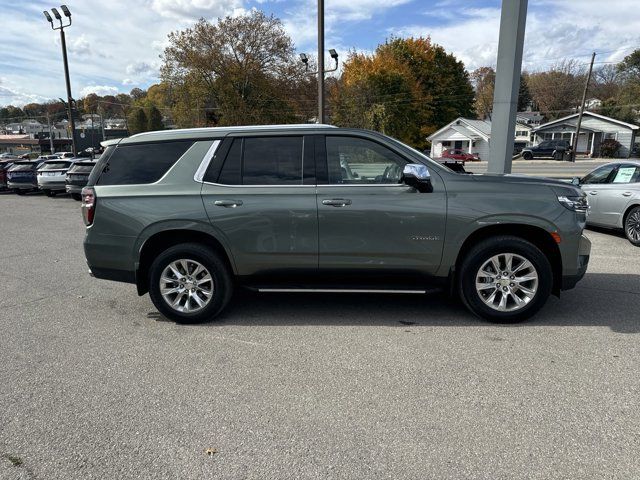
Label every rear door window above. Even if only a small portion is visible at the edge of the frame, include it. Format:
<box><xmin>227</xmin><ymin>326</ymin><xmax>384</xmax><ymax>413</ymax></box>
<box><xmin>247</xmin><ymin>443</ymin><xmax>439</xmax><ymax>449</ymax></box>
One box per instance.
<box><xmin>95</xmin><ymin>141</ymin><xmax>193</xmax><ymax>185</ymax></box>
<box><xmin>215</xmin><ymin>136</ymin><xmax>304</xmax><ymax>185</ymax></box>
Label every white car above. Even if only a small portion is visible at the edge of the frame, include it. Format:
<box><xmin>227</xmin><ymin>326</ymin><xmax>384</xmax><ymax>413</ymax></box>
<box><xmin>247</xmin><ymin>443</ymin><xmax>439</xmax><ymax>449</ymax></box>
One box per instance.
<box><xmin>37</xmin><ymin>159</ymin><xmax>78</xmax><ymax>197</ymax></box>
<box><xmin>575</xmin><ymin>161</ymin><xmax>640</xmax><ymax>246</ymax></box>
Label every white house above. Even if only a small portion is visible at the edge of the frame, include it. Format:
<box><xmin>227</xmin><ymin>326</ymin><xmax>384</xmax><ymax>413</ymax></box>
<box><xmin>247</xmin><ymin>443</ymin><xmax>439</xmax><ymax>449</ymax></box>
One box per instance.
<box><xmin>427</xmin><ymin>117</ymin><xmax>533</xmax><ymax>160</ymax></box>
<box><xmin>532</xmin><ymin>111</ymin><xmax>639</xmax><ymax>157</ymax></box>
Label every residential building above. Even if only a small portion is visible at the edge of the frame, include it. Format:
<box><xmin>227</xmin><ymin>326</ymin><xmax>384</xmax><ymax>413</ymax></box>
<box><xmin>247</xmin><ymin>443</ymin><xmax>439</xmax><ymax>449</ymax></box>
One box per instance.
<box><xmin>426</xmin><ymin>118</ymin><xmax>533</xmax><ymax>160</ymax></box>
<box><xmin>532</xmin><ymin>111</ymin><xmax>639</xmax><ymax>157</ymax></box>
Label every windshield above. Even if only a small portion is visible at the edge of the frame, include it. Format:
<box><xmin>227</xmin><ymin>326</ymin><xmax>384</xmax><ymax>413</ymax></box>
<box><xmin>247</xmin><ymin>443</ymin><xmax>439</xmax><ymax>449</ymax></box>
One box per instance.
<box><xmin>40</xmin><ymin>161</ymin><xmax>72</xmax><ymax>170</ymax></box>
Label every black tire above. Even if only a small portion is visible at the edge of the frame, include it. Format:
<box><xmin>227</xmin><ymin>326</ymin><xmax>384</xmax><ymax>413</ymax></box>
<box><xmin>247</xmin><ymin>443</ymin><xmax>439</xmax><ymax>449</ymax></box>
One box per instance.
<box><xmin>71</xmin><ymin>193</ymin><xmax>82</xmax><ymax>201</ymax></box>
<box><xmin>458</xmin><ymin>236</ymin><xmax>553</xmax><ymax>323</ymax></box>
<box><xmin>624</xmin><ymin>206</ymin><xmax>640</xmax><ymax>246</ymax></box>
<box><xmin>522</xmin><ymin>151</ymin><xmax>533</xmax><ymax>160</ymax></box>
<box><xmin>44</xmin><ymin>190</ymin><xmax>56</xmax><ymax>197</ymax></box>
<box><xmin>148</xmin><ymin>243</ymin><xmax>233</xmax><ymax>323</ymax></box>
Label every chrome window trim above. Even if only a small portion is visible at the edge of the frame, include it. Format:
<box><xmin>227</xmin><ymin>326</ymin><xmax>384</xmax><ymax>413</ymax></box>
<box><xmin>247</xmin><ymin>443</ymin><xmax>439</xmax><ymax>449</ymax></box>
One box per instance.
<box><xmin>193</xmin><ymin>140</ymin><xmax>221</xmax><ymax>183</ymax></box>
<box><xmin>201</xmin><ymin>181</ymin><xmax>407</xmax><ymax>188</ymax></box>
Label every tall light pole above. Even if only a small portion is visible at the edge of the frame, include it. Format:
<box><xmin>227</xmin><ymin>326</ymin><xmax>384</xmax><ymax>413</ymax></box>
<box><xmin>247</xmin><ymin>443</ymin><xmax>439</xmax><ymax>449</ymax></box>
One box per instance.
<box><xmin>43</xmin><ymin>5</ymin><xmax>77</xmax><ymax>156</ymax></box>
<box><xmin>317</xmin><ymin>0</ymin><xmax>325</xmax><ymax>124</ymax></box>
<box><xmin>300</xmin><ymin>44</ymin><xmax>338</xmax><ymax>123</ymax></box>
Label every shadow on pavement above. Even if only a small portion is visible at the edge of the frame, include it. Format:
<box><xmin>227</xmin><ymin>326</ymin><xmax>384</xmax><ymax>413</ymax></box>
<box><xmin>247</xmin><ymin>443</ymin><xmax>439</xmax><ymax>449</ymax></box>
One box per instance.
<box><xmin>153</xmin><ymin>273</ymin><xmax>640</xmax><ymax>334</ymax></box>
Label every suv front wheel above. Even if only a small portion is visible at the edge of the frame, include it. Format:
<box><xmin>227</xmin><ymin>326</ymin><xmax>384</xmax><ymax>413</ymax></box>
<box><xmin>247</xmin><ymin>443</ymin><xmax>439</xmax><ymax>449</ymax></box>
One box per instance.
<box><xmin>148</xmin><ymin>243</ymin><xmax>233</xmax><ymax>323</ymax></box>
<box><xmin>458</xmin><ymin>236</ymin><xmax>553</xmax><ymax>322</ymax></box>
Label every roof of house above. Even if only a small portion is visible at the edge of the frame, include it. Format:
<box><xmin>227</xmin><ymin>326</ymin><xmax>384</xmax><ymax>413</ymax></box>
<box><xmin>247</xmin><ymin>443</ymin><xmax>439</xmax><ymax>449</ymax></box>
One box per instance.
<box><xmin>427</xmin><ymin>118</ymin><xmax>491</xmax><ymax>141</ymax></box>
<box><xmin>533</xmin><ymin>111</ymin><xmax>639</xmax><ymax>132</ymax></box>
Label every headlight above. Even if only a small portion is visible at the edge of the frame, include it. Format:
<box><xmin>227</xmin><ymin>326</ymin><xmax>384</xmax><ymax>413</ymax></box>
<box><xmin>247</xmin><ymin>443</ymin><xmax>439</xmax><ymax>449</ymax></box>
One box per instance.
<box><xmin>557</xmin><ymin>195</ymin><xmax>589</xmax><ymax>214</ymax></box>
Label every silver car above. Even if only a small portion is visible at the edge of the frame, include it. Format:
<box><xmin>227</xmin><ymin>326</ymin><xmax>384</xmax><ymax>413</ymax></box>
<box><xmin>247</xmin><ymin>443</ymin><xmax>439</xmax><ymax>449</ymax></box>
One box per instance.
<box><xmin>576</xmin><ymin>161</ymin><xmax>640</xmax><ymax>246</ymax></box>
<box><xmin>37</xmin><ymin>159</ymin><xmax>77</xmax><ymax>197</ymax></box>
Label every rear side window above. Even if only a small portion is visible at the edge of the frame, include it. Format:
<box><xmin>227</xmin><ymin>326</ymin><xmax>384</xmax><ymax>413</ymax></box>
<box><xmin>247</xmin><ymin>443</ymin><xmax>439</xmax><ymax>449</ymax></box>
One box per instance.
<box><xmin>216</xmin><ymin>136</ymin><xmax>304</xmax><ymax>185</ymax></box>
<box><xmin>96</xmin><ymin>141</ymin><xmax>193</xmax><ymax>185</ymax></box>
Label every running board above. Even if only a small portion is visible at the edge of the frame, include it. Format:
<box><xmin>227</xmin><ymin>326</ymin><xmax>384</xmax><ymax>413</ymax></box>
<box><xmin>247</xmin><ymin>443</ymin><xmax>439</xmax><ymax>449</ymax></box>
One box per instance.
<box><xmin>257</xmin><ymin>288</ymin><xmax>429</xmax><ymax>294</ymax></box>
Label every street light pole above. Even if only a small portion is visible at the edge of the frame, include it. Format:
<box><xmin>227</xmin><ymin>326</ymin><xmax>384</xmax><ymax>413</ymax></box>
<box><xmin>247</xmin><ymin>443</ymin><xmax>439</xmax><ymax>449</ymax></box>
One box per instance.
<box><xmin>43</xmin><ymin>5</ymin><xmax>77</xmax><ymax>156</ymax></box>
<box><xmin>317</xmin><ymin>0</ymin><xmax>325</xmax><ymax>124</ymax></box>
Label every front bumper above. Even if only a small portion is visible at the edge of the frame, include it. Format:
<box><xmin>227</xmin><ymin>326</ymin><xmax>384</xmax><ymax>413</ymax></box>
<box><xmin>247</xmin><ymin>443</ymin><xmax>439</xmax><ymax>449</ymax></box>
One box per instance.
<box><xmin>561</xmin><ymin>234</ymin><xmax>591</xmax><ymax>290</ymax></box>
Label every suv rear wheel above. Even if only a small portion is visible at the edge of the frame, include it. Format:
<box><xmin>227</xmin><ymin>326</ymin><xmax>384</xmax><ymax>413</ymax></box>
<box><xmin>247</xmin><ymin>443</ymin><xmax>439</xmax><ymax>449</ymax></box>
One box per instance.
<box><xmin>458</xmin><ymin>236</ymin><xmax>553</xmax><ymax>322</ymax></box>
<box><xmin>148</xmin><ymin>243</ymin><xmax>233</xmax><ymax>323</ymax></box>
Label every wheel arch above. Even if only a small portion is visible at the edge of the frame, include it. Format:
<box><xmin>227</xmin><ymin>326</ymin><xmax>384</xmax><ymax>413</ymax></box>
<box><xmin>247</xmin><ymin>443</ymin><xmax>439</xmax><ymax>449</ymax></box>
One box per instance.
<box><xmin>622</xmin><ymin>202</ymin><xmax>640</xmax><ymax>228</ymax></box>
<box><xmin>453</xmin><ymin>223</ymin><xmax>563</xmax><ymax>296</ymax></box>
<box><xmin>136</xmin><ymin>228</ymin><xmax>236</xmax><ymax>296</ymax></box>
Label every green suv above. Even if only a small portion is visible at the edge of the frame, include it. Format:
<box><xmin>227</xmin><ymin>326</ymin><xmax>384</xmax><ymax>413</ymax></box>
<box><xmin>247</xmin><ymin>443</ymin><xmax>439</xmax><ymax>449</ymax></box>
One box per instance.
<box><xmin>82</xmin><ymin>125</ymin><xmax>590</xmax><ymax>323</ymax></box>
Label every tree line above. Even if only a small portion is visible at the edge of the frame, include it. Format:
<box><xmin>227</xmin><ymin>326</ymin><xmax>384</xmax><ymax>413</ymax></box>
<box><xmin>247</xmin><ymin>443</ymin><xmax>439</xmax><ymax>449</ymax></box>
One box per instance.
····················
### WORK TASK
Within the listing, how many lines hold "front"? Write only that number.

### TASK SOLUTION
2